EXCERPTED TEXT:
--------

If you have extra time, check out Heather’s Helsinki food tour too!

3 Days in Helsinki

Day One


Did you know that Finland has the highest rate of coffee consumption per capita in the whole world?! We are talking 8 or 9 cups a day, so you can be assured, there is great coffee to be had in Helsinki. One particularly popular local chain is Robert’s Coffee. There are several branches near our first stop on the day but the best is Robert’s Coffee Jugend at Pohjoisesplanadi 19. There are some lovely old leather chairs, great coffee, a good selection of sweet pastries and a Finnish breakfast classic, the Karelian Pie.

The Lutheran Cathedral (Helsingin Tuomiokirkko)

Standing on a hill, this neoclassical cathedral from 1852 is sure to capture your attention. It was constructed in honour of the Grand Duke of |Finland, Tzar Nicholas 1 of Russia. At the time, Helsinki fell within the Russian empire but when Finland gained independence in 1917 the unofficial name of St Nicholas’ Church was stripped.

--------

INFORMATION GIVEN:

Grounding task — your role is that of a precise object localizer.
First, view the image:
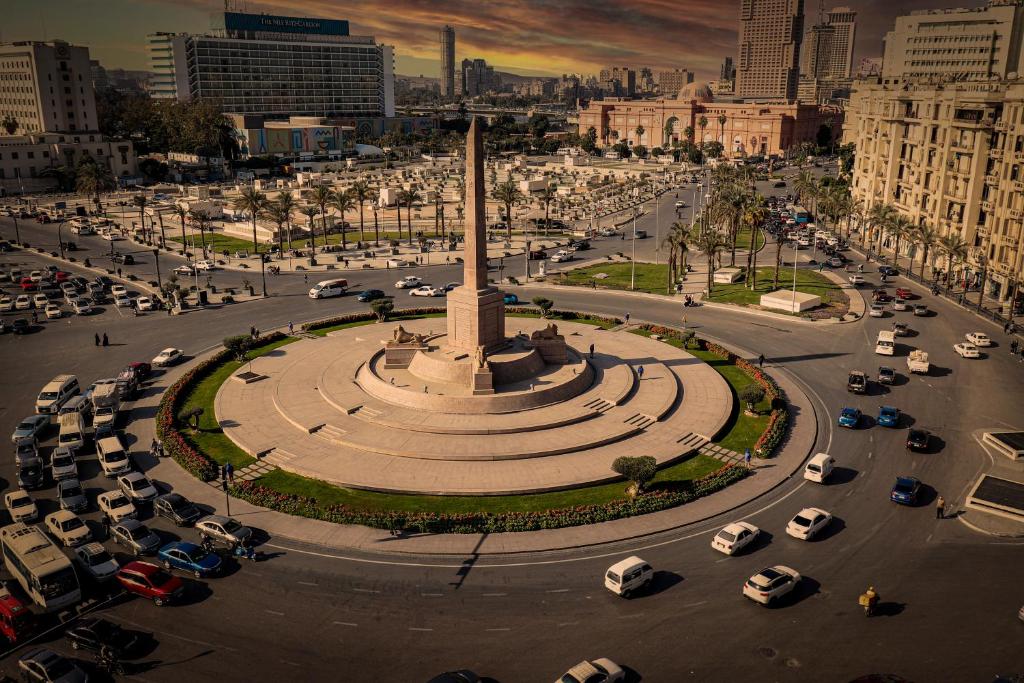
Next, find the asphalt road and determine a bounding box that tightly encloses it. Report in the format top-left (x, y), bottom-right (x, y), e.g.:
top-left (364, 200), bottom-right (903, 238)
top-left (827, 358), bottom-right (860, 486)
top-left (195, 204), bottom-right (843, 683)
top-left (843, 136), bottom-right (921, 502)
top-left (0, 188), bottom-right (1024, 682)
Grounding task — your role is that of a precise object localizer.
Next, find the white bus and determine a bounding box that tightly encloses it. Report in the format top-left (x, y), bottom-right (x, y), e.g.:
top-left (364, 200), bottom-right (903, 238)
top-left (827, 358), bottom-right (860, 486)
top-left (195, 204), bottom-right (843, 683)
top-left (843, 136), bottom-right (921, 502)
top-left (0, 523), bottom-right (82, 611)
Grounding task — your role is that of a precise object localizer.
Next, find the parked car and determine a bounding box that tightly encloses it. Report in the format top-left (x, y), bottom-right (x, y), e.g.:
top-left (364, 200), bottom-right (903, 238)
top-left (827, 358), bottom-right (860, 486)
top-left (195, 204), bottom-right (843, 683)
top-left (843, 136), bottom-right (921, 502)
top-left (118, 561), bottom-right (185, 607)
top-left (711, 522), bottom-right (761, 555)
top-left (75, 543), bottom-right (120, 581)
top-left (196, 515), bottom-right (253, 546)
top-left (65, 616), bottom-right (138, 659)
top-left (157, 541), bottom-right (221, 579)
top-left (743, 564), bottom-right (801, 605)
top-left (153, 494), bottom-right (203, 526)
top-left (889, 477), bottom-right (921, 505)
top-left (111, 519), bottom-right (162, 557)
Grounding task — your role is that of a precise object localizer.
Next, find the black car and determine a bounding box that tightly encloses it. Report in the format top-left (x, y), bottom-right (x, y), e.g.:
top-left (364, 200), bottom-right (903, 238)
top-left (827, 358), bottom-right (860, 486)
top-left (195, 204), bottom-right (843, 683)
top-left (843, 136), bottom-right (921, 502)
top-left (65, 618), bottom-right (138, 659)
top-left (906, 429), bottom-right (932, 451)
top-left (153, 494), bottom-right (203, 526)
top-left (355, 290), bottom-right (387, 301)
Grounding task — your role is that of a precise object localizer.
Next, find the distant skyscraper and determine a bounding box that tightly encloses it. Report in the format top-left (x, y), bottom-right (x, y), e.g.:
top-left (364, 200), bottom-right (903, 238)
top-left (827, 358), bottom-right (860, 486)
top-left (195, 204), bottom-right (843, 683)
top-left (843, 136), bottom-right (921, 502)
top-left (736, 0), bottom-right (804, 99)
top-left (437, 26), bottom-right (455, 99)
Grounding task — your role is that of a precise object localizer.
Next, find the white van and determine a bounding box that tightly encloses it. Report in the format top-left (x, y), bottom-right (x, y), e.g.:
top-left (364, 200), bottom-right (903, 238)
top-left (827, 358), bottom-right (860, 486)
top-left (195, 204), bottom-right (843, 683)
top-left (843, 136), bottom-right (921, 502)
top-left (604, 555), bottom-right (654, 598)
top-left (874, 330), bottom-right (896, 355)
top-left (96, 434), bottom-right (131, 477)
top-left (36, 375), bottom-right (79, 415)
top-left (57, 413), bottom-right (85, 451)
top-left (804, 453), bottom-right (836, 483)
top-left (309, 278), bottom-right (348, 299)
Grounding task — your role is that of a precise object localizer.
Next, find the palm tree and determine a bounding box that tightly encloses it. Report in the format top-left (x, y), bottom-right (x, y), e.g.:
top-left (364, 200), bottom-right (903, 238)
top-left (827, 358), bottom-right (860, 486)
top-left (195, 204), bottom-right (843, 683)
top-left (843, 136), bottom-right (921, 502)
top-left (188, 209), bottom-right (213, 260)
top-left (310, 185), bottom-right (334, 254)
top-left (131, 194), bottom-right (148, 240)
top-left (938, 232), bottom-right (967, 292)
top-left (538, 184), bottom-right (558, 237)
top-left (231, 186), bottom-right (267, 297)
top-left (276, 190), bottom-right (299, 250)
top-left (349, 180), bottom-right (374, 242)
top-left (490, 178), bottom-right (523, 240)
top-left (330, 189), bottom-right (355, 251)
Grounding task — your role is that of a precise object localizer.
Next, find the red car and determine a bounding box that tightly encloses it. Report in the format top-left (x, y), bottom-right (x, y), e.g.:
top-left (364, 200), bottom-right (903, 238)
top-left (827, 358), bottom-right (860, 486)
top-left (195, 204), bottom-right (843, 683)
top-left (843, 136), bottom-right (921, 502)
top-left (117, 562), bottom-right (185, 607)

--------

EXERCISES:
1. In the Helsinki travel text, what year is given for the Lutheran Cathedral?
2. Extract each line of the rows that contains the word "find".

RESULTS OF THE TASKS:
1. 1852

2.
Next, find the asphalt road and determine a bounding box that tightly encloses it. Report in the format top-left (x, y), bottom-right (x, y), e.g.:
Next, find the white bus and determine a bounding box that tightly encloses it. Report in the format top-left (x, y), bottom-right (x, y), e.g.:
Next, find the parked car and determine a bounding box that tightly encloses it. Report in the format top-left (x, y), bottom-right (x, y), e.g.:
Next, find the black car and determine a bounding box that tightly encloses it. Report in the format top-left (x, y), bottom-right (x, y), e.g.:
Next, find the distant skyscraper and determine a bounding box that tightly encloses it. Report in the format top-left (x, y), bottom-right (x, y), e.g.:
Next, find the white van and determine a bounding box that tightly encloses it. Report in the format top-left (x, y), bottom-right (x, y), e.g.:
Next, find the palm tree and determine a bounding box that tightly encloses it. Report in the format top-left (x, y), bottom-right (x, y), e.g.:
Next, find the red car and determine a bounding box that tightly encloses it. Report in the format top-left (x, y), bottom-right (x, y), e.g.:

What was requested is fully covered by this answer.